▸ **PROBLEM DETAILS**:
Retype the listing in full. Change nothing.

==============================

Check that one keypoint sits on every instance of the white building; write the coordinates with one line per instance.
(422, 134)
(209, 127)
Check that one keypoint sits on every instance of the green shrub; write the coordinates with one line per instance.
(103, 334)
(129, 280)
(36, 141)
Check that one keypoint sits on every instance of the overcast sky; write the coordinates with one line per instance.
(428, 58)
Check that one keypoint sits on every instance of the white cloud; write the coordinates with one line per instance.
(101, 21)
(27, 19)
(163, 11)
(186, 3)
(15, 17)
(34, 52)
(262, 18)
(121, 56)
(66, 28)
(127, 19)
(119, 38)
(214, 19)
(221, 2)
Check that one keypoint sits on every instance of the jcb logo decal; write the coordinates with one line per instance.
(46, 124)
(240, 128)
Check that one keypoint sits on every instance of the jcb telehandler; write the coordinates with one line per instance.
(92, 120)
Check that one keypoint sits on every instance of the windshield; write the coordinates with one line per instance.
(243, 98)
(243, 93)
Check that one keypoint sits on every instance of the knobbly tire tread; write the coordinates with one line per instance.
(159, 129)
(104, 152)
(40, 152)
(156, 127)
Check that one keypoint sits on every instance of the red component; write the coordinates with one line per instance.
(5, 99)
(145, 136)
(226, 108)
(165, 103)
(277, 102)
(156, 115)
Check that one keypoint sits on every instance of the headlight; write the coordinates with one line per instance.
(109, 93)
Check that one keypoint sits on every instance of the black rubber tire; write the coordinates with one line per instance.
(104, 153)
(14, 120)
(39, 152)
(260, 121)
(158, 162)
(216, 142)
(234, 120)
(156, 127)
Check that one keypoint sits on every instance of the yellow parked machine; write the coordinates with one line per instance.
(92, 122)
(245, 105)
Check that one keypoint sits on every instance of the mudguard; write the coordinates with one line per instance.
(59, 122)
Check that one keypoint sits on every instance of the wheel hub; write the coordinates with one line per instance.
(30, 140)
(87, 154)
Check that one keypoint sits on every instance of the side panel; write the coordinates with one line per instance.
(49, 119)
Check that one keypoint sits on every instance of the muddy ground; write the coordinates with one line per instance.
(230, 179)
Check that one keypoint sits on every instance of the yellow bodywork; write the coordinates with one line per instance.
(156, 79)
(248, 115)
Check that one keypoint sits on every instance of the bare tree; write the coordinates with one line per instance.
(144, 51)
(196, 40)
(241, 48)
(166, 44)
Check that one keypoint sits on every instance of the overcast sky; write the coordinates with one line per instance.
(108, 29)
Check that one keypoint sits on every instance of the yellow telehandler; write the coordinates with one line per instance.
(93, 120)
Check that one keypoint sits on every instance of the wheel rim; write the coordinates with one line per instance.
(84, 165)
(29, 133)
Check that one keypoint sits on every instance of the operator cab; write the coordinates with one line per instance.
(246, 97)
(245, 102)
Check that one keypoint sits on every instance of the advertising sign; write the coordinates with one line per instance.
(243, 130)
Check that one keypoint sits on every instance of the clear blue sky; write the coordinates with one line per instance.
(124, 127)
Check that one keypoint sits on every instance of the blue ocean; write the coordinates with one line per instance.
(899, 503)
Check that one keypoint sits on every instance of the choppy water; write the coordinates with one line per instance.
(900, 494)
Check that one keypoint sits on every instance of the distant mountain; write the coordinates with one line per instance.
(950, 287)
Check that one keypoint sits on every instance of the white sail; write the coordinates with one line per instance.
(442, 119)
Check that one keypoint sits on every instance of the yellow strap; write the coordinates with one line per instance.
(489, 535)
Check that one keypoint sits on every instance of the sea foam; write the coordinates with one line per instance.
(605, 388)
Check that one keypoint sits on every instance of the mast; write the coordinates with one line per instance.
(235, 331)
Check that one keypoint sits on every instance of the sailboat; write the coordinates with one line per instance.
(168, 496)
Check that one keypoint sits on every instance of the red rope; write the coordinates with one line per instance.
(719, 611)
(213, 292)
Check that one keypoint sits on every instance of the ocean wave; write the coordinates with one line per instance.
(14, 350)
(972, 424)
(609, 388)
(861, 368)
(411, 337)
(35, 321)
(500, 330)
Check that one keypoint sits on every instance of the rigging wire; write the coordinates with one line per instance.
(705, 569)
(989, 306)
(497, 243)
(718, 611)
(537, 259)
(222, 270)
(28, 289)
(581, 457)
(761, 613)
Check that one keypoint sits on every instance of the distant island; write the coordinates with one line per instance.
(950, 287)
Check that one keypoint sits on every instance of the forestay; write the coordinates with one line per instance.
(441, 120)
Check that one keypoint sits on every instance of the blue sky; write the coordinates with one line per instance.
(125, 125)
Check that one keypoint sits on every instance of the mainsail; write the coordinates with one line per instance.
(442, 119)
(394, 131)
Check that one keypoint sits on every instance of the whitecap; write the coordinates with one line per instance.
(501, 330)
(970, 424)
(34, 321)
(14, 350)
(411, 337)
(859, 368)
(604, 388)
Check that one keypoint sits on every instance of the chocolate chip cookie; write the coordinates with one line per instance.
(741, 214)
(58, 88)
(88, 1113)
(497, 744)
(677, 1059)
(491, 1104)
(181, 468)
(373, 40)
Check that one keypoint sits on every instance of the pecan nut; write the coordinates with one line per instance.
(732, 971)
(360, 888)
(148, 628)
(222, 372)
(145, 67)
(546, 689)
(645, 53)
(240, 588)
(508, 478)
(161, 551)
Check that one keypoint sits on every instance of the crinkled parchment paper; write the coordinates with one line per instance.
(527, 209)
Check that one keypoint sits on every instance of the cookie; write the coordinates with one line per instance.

==============================

▸ **RESULT OF THE TASK**:
Check that one keypoint sits on every instance of the white building; write the coordinates with one line per instance.
(422, 134)
(209, 127)
Check that one keypoint sits on every instance of the green shrub; write the coordinates with one line per instance.
(103, 334)
(129, 280)
(36, 141)
Check that one keypoint sits on every instance of the overcast sky; write the coordinates with one line per instance.
(428, 58)
Check that one keypoint sits on every instance of the white cloud; write the coordinates with one line per instance.
(101, 21)
(27, 19)
(163, 11)
(186, 3)
(15, 17)
(34, 52)
(262, 18)
(121, 56)
(66, 28)
(127, 19)
(119, 38)
(214, 19)
(221, 2)
Check that one keypoint sits on every instance of the jcb logo decal; write the coordinates with one line per instance.
(46, 124)
(240, 128)
Check that one keypoint sits on every instance of the jcb telehandler; write the coordinates with one line per instance.
(92, 120)
Check that one keypoint sits on every instance of the windshield; write the coordinates with one line per instance.
(243, 98)
(243, 93)
Check that one keypoint sits on every instance of the knobbly tire tread; write the coordinates with one line per instance.
(159, 129)
(104, 152)
(40, 152)
(156, 127)
Check that one keypoint sits on every instance of the red component; write the coordinates with one line per instance.
(5, 99)
(145, 136)
(226, 108)
(165, 103)
(277, 102)
(156, 115)
Check that one keypoint sits on every instance of the headlight; write the coordinates with one line per instance.
(109, 93)
Check that one keypoint sits on every instance of the black rubber tire; write the coordinates with one line per instance.
(104, 153)
(14, 120)
(39, 152)
(260, 121)
(158, 162)
(216, 142)
(234, 120)
(156, 127)
Check that one keypoint sits on every instance of the yellow parked machine; write the coordinates with one line per instance.
(92, 122)
(245, 105)
Check that one keypoint sits on every instance of the mudguard; write the coordinates with one line per instance.
(59, 122)
Check that one keypoint sits on every instance of the wheel hub; write the coordinates with one line per instance.
(30, 140)
(87, 154)
Check that one keypoint sits on every instance of the side panel; write the coordinates with one line per instance.
(49, 119)
Check that one keypoint sits on every instance of the muddy ground; write the coordinates with one line per instance.
(230, 179)
Check that one keypoint sits on every instance of the yellow bodywork; write the coordinates with one line per instance.
(156, 79)
(248, 115)
Check that one keypoint sits on every instance of the bare tree; write the coordinates with one line per instance.
(144, 51)
(196, 40)
(241, 48)
(166, 44)
Check that one keypoint sits on every instance of the overcast sky; write the coordinates with one line per instance.
(108, 29)
Check that one keypoint sits on every instance of the yellow telehandler; write the coordinates with one line per instance.
(93, 120)
Check that one keypoint sits on every instance of the wheel rim; write the coordinates with one line per instance.
(84, 165)
(29, 133)
Check that one keypoint sits on every instance of the operator cab; write the coordinates with one line per instance.
(246, 97)
(245, 102)
Check that one keypoint sits on every instance of the advertising sign; write the coordinates with one line per instance.
(243, 130)
Check that one keypoint sits on every instance of the clear blue sky; write the coordinates with one line per instance.
(124, 127)
Check that one keypoint sits on every instance of the blue ocean; write the coordinates with one line per instance.
(899, 503)
Check that one keypoint sits on every instance of the choppy water; write the coordinates with one line per instance.
(900, 494)
Check that one keypoint sits on every instance of the distant mountain; write the coordinates with one line per instance.
(950, 287)
Check that one keypoint sits on every instance of the white sail; write the coordinates with one line per instance.
(442, 119)
Check that one keypoint sits on every instance of the yellow strap; write the coordinates with one line per instance.
(489, 535)
Check that one keypoint sits on every instance of the sea foam; write the coordinates with one line per instance.
(605, 388)
Check that one keypoint sits on every instance of the mast; write the coordinates with one line per instance.
(235, 331)
Check that one keypoint sits on every instance of the sailboat; write the coordinates with one line per instance.
(168, 496)
Check that one keypoint sits on every instance of the red rope; write the coordinates with one line per instance.
(719, 611)
(213, 292)
Check that one keypoint sits on every instance of the ocean wave; write the coordinates with one line per instance.
(14, 350)
(972, 424)
(609, 388)
(861, 368)
(411, 337)
(35, 321)
(500, 330)
Check that one keypoint sits on every instance of the rigging wire; write the coordinates with one line per instance.
(705, 569)
(989, 306)
(497, 243)
(718, 611)
(537, 259)
(222, 270)
(28, 289)
(581, 457)
(761, 613)
Check that one keypoint sits on every instance of the distant island; write the coordinates with one line per instance.
(950, 287)
Check that one keypoint sits on every instance of the forestay; write the coordinates with one line per instance.
(441, 120)
Check that one keypoint sits on every instance of the blue sky; write the coordinates with one line per instance.
(125, 125)
Check that one keypoint sits on every instance of the mainsail; write the coordinates with one line per instance.
(442, 119)
(394, 131)
Check that one keypoint sits on every instance of the whitecap; write the coordinates with one line per instance.
(501, 330)
(970, 424)
(34, 321)
(14, 350)
(411, 337)
(859, 368)
(604, 388)
Check that one keypoint sits on every instance of the chocolate chip cookie; write the coordinates with one line per instance.
(741, 214)
(58, 88)
(88, 1113)
(497, 744)
(677, 1059)
(491, 1104)
(181, 468)
(373, 40)
Check that one keypoint sits on every instance of the pecan nut; write the coordinates with one line per instance.
(732, 971)
(360, 888)
(148, 628)
(222, 372)
(145, 67)
(546, 689)
(645, 53)
(240, 588)
(508, 478)
(161, 551)
Check that one keypoint sits on every instance of the crinkled parchment paper; write the coordinates with one line per instance.
(527, 209)
Check that one keypoint sits on every instance of the cookie; write the coordinates with one line per instance.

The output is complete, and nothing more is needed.